**EXCERPT PROVIDED**.
At the time, epitomizing the Belle Epoque, France was reveling between two wars and enjoying an industrial revolution. Cabarets were springing up left and right and the Lumière brothers had just introduced the first cinematograph, lending a heady atmosphere of pride and prosperity to this fin-de-siècle era. Art nouveau was on the rise and new styles melded together, allowing a world once considered eccentric to embrace and be embraced by aristocrats as well as the bourgeoisie. The music-hall became the place to see and be seen, listen to music and take in the guilty pleasures of half-naked women dancing among the “japonisme”-style paintings of Toulouse-Lautrec.
The area surrounding the Moulin Rouge was a melting pot of cultures and classes, feasts and frivolousness. And, then of course, there were, the “chahuteuses” or unruly girls, who not so much graced the Moulin stage as took it by storm, legs splayed to the famous cancan.
To this day, the Moulin Rouge enjoys a worldwide reputation as much for its audacity as for its place in French lore. Luhrmann’s version of the club – as audacious as anything presented at the fin-de-siècle – however, tears down the history and rewrites it awash in music by present artists such as U2, Massive Attack, Beck and Fatboy Slim.

**PROBLEM STATEMENT**.
List every present-day musical artist named in the Moulin Rouge excerpt. The lines after the Moulin Rouge excerpt bear no relation to it.

**EXTRACTED ENTRIES**.
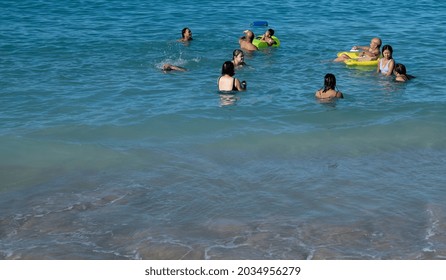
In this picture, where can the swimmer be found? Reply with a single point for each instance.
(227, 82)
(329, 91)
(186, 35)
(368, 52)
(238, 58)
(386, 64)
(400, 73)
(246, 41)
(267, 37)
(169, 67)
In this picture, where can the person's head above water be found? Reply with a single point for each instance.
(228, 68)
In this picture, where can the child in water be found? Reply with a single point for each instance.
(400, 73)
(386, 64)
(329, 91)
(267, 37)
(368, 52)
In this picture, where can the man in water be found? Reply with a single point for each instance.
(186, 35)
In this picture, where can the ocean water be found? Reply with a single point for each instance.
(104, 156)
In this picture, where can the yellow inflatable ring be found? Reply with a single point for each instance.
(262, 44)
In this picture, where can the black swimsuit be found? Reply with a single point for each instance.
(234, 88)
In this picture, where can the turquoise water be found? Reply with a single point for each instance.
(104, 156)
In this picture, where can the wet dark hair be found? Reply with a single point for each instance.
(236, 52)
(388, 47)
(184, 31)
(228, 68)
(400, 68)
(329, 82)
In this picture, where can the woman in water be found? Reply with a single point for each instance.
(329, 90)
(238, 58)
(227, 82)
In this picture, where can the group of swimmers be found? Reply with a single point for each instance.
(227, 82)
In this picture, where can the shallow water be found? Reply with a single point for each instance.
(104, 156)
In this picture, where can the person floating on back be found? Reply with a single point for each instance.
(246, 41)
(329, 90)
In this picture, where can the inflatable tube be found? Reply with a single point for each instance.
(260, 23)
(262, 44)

--

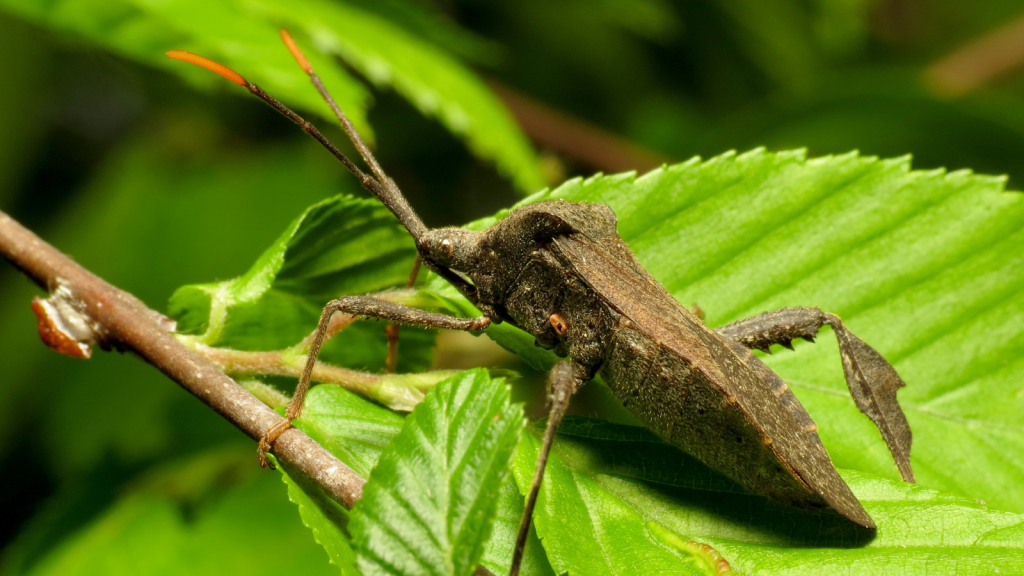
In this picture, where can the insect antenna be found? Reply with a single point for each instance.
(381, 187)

**RESPONSE BOX**.
U2, Massive Attack, Beck, Fatboy Slim